> **Text provided**:
The problem when a charge is laid is the wait until a trial is held for acquittal on the grounds of there being a lawful excuse. The trial has to be held. Problems of public perception can arise when a charge has been laid. This is sort of what the Bloc Québécois wants to do.
We support a bill preventing cruelty to animals. Never again must anything like what happened in Quebec on the weekend recur. Over 100 animals were in such terrible condition that over half of them had to be euthanized, because their master, or owner, who deserves no such recognition, was cruel to them. There must be the right to charge such a person and punish them, in the end. The problem is that it is hard to strike a balance.
That is why the Bloc Québécois is in favour of making a decision today and sending this bill back to committee. We will then have a chance to hear, we hope, as many witnesses as possible from sports associations, farming groups, the medical industry, the animal breeding industry and so on. These people could explain to us their experience of the situation.

> **Material provided**:
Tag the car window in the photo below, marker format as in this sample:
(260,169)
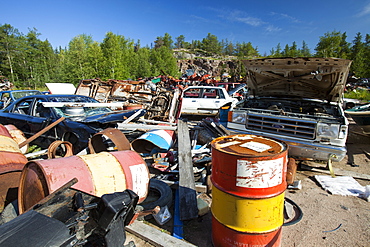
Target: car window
(40,110)
(21,94)
(210,93)
(192,93)
(23,107)
(77,111)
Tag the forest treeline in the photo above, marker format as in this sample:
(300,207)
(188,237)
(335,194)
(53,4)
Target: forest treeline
(29,62)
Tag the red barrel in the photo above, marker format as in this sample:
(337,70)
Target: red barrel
(97,174)
(18,136)
(11,157)
(249,181)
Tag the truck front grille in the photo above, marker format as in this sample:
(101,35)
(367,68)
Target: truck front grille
(284,125)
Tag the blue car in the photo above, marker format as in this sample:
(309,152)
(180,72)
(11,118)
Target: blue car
(7,97)
(83,118)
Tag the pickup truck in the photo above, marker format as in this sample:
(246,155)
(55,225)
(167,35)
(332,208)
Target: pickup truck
(205,100)
(297,101)
(7,97)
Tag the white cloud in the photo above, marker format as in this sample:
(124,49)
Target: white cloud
(271,28)
(250,21)
(287,17)
(364,11)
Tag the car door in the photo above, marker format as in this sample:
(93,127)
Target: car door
(41,117)
(212,99)
(19,116)
(190,100)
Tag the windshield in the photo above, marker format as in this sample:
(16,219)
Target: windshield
(78,110)
(21,94)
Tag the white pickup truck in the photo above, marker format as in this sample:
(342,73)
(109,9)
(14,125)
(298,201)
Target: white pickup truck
(205,100)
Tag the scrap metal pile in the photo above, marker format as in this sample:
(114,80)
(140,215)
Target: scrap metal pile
(68,190)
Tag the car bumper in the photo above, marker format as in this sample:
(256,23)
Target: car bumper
(305,149)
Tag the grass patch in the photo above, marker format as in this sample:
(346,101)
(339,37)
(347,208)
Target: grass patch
(360,94)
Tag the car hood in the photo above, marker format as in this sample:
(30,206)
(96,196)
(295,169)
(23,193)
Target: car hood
(306,77)
(111,117)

> **Work required**: Set down, word for word, the passage of the speech on the animal cruelty bill that begins with the words containing "The problem when" and ends with "strike a balance.".

> **Exercise answer**:
The problem when a charge is laid is the wait until a trial is held for acquittal on the grounds of there being a lawful excuse. The trial has to be held. Problems of public perception can arise when a charge has been laid. This is sort of what the Bloc Québécois wants to do.
We support a bill preventing cruelty to animals. Never again must anything like what happened in Quebec on the weekend recur. Over 100 animals were in such terrible condition that over half of them had to be euthanized, because their master, or owner, who deserves no such recognition, was cruel to them. There must be the right to charge such a person and punish them, in the end. The problem is that it is hard to strike a balance.